Exercise details: Render every line of the entries below as a numbered list, leaving out any blank lines.

Material for this task:
= = = = = = =

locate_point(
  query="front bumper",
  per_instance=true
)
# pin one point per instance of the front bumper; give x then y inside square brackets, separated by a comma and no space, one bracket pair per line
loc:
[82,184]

= = = = = = =

Solution for this task:
1. locate_point(
2.   query="front bumper",
3.   per_instance=true
4. )
5. # pin one point per instance of the front bumper; give x then y inside square brackets, separated by a comma and no space, one bracket pair per line
6. loc:
7. [82,184]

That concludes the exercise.